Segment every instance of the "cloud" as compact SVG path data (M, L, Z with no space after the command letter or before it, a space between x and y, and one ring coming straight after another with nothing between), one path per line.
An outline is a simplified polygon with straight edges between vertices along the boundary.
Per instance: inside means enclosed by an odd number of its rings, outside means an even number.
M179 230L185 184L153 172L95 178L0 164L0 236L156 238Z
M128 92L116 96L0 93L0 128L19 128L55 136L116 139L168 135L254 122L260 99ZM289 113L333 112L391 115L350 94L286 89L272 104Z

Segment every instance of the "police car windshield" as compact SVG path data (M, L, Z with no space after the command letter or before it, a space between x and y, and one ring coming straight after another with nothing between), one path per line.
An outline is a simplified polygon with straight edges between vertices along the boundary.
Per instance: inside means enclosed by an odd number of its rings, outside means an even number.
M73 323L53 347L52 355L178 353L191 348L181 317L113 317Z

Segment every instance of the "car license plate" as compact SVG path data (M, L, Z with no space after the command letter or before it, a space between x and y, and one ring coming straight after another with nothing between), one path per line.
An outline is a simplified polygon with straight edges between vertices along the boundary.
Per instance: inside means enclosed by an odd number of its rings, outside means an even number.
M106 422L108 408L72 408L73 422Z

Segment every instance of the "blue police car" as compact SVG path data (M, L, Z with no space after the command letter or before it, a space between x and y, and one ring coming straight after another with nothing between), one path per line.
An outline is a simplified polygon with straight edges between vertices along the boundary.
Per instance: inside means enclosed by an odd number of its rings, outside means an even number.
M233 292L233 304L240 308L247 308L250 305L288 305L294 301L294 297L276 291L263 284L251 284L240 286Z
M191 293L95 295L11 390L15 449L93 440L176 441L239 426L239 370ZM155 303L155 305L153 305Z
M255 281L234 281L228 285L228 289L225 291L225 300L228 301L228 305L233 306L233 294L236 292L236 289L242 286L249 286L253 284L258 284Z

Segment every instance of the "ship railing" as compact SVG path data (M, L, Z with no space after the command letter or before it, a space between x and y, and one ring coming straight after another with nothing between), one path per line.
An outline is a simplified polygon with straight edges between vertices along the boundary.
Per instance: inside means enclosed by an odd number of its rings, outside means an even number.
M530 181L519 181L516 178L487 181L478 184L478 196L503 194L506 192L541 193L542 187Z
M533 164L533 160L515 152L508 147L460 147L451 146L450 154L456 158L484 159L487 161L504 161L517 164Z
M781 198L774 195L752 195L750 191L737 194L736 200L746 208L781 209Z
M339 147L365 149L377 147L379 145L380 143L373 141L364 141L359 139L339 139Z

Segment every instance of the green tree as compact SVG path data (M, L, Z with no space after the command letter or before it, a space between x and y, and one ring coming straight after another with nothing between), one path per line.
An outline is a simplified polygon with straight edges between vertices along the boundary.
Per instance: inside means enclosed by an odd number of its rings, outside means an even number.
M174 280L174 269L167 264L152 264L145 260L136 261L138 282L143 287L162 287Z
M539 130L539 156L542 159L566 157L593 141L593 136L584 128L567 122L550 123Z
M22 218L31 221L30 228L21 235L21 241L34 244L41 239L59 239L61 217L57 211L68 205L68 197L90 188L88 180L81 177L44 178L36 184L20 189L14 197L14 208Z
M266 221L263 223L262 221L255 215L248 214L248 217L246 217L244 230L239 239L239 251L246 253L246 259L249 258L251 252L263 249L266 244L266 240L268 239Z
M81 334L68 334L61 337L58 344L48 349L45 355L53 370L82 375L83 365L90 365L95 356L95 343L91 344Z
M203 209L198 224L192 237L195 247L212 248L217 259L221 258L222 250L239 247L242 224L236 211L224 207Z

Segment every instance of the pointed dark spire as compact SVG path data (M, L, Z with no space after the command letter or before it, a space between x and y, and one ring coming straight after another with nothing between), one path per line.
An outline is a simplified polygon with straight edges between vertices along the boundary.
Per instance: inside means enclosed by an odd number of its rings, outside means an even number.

::::

*WORK TO COMPLETE*
Quote all of the material above in full, character for character.

*EXERCISE OUTPUT*
Segment every instance of the "cloud" as compact SVG path data (M, L, Z with no space after the command letter or before it, a space between x and y, and one ring coming straight after another with nothing between), one path per line.
An outline is a simplified polygon with straight edges between vertices along the boundary.
Per instance: inside means enclosed by an odd number of its rings, outside means an even number.
M179 230L185 184L153 172L95 178L0 164L0 236L156 238Z
M128 92L116 96L0 93L0 128L19 128L55 136L116 139L168 135L254 122L260 99ZM289 113L333 112L391 115L350 94L286 89L272 104Z

Segment every instance of the "police car windshield" as compact SVG path data (M, L, Z with no space after the command letter or before it, a space between x and y, and one ring coming straight after another with nothing between), one path per line.
An outline is a simplified polygon with straight edges between vertices along the boundary.
Per instance: inside means enclosed by an odd number of its rings, outside means an even number.
M73 323L53 347L52 355L178 353L191 348L181 317L113 317Z

Segment every instance of the "car license plate" as compact SVG path data (M, L, Z with no space after the command letter or before it, a space between x and y, and one ring coming straight after another with nothing between), one path per line.
An outline is a simplified polygon with straight edges between vertices along the boundary.
Per instance: inside means enclosed by an odd number of its rings, outside means an even number.
M106 422L108 408L72 408L73 422Z

Segment every instance of the "blue police car" as compact SVG path data (M, L, Z with no space after the command letter or before it, a space between x and y, and one ring coming straight after another with nothing between), one path per line.
An outline is a simplified polygon with straight edges between vertices along the boundary.
Per instance: inside means enclosed by an odd number of its rings, outside means an even number.
M233 292L233 304L240 308L247 308L250 305L288 305L294 301L294 297L276 291L263 284L251 284L240 286Z
M191 293L95 295L11 390L15 449L93 440L176 441L239 426L239 370ZM155 303L155 305L153 305Z
M255 281L234 281L228 285L228 289L225 291L225 300L228 301L228 305L233 306L233 294L236 292L236 289L242 286L249 286L253 284L258 284Z

Segment every instance of the "ship railing" as compact SVG path data (M, L, Z with no space after the command letter or before it, a space between x and y, and one ring coming straight after another with nothing between), one path per line.
An outline is a simplified polygon with straight edges between vertices along the boundary.
Per instance: inside means enclosed by an odd number of its rings, outside means an even number.
M530 181L519 181L516 178L487 181L478 184L478 196L503 194L506 192L541 193L542 187Z
M533 164L533 160L515 152L508 147L460 147L451 146L450 154L456 158L484 159L487 161L504 161L517 164Z
M781 198L774 195L752 195L750 191L737 194L736 200L746 208L781 209Z
M339 147L365 149L377 147L379 145L380 143L373 141L364 141L359 139L339 139Z

Segment every instance of the green tree as compact SVG path data (M, L, Z with no space after the command letter or before it, a space between x and y, and one ring coming straight after another with nothing between), one path per line.
An outline is a simplified polygon with straight edges between vertices along the boundary.
Per instance: inside means enclosed by an odd number of its rings, outside means an even number.
M174 280L174 269L167 264L152 264L145 260L136 261L138 282L143 287L162 287Z
M539 130L539 156L542 159L566 157L593 141L593 136L584 128L567 122L550 123Z
M22 218L31 221L30 228L21 235L21 241L34 244L41 239L59 239L61 217L57 211L68 205L68 197L90 188L88 180L81 177L44 178L36 184L20 189L14 197L14 208Z
M266 221L263 223L262 221L255 215L248 214L248 217L246 217L244 230L239 239L239 251L246 253L246 259L249 258L251 252L263 249L266 244L266 240L268 239Z
M81 334L68 334L61 337L58 344L48 349L45 355L53 370L82 375L83 365L90 365L95 356L95 343L91 344Z
M203 209L198 224L192 237L195 247L212 248L217 259L221 258L222 250L239 247L242 224L236 211L224 207Z

Segment every instance of the pointed dark spire as compact SVG path data (M, L, Z with no space after the command letter or before it, a space between x and y, and one ring coming straight after another with nothing between), one path per line.
An outline is a simplified polygon with straight edges between vertices along the boundary.
Per instance: inside means enclosed by an odd number of its rings, outside means an even number.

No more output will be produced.